## [Goal A]
According to the earnings call excerpt, on what date does the cat litter price increase take effect?

Our Business to Business Products Group reported sales that were down 5% for the first six months, primarily for the same reasons that I talked about in the quarter. Our second-quarter net income attributable to Oil-Dri was $2.3 million, compared to a loss of $1.1 million in the second quarter a year ago. For purposes of comparability, I'll point out that during the second quarter of fiscal '18, we incurred a one-time tax expense of $5.1 million, resulting from the implementation of the 2017 Tax Cut and Jobs Act that was enacted in December of 2017. Our second-quarter diluted earnings per share was $0.30, compared to a loss of $0.15 per diluted share in the second quarter of fiscal '18.

And again, for comparability purposes, the second quarter of fiscal '18 continued the one-time tax charge that equated to $0.69 per share. During the quarter, our gross profit was 22%, which compares to 28.5% in the same quarter last year. This growth margin percent was impacted by a shift in mix from our higher-margin B2B group to our Wholesale and Retail Product Group that we talked about earlier. We've also incurred additional increased costs and those include fuel, freight, the manufacturing cost, packaging cost and customer-compliance fees.

While we anticipated the increased costs in both freight and packaging, we took pricing to the market in August of '18 to help compensate for these incremental costs. The actual costs in these categories had exceeded our estimates. As such, we are increasing price of cat litter, effective May 1. We do expect some cost reduction in the back half of the year related to manufacturing and customer-compliance fees as our new ERP platform becomes more efficient.

Now let's talk about the operating segments. First, Retail and Wholesale. As I mentioned earlier, sales for the Retail and Wholesale team were up 5% in the quarter and were up 4% for the first six months of fiscal '19, compared to fiscal '18. We continue to see strong growth in private label litter items, especially private label lightweight product.

Profit for this segment in the second quarter was up $230,000 over the same quarter in the prior year, after having been down by $2.3 million first quarter year over year. The second quarter was impacted by advertising being down $1.5 million in the quarter compared to the second quarter of fiscal '18. If you look at the B2B segment, profits for the quarter and the first six months were down as compared to the same periods in fiscal '18 on lower sales both in the quarter and year-to-date period. In addition to the lower volumes, B2B profitability has been impacted by increased manufacturing costs.

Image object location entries
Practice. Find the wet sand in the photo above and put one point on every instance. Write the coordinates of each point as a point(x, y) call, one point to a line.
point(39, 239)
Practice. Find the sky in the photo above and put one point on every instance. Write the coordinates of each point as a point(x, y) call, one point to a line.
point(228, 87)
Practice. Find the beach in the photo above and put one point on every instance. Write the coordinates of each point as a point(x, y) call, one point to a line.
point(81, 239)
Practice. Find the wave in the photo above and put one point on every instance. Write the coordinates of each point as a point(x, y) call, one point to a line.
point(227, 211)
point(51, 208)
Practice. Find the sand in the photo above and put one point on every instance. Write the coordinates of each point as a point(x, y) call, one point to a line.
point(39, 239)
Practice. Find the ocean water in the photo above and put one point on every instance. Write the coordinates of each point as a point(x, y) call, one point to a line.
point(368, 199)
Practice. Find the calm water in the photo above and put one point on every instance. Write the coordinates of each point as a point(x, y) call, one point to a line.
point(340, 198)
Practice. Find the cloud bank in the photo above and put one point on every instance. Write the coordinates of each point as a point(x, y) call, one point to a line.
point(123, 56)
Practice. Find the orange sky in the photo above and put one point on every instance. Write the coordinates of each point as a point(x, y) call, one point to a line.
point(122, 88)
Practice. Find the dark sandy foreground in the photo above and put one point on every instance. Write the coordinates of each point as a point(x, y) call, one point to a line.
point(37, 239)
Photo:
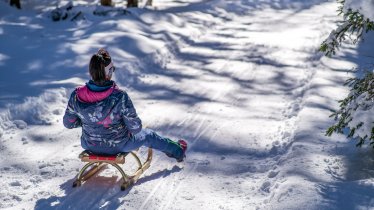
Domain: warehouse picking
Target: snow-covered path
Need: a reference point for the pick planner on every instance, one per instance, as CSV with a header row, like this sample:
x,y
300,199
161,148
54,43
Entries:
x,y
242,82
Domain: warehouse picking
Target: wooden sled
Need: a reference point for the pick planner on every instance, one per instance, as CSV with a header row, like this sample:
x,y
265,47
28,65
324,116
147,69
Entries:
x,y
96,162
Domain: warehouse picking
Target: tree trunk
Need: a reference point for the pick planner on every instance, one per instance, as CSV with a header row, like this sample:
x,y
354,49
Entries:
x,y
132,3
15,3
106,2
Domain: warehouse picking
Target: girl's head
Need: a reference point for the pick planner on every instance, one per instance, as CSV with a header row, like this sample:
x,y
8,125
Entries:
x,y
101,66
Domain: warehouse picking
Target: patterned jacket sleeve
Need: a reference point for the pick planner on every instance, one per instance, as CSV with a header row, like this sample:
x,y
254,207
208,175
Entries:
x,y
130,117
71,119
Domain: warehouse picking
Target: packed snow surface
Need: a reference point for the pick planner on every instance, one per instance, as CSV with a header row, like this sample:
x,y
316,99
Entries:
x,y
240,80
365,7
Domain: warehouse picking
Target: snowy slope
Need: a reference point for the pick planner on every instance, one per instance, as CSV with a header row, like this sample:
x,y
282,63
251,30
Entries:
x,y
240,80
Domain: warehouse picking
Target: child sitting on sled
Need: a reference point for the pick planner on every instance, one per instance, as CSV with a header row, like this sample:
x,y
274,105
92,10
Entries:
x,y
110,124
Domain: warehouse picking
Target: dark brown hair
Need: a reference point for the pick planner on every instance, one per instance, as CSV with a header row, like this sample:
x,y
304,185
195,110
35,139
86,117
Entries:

## [Goal B]
Gather every line of the rows that contains the string "Target".

## [Solution A]
May 1

## [Solution B]
Target: snow-covered path
Target: wooden sled
Target: tree trunk
Target: girl's head
Target: patterned jacket sleeve
Target: packed snow surface
Target: snowy slope
Target: child sitting on sled
Target: dark brown hair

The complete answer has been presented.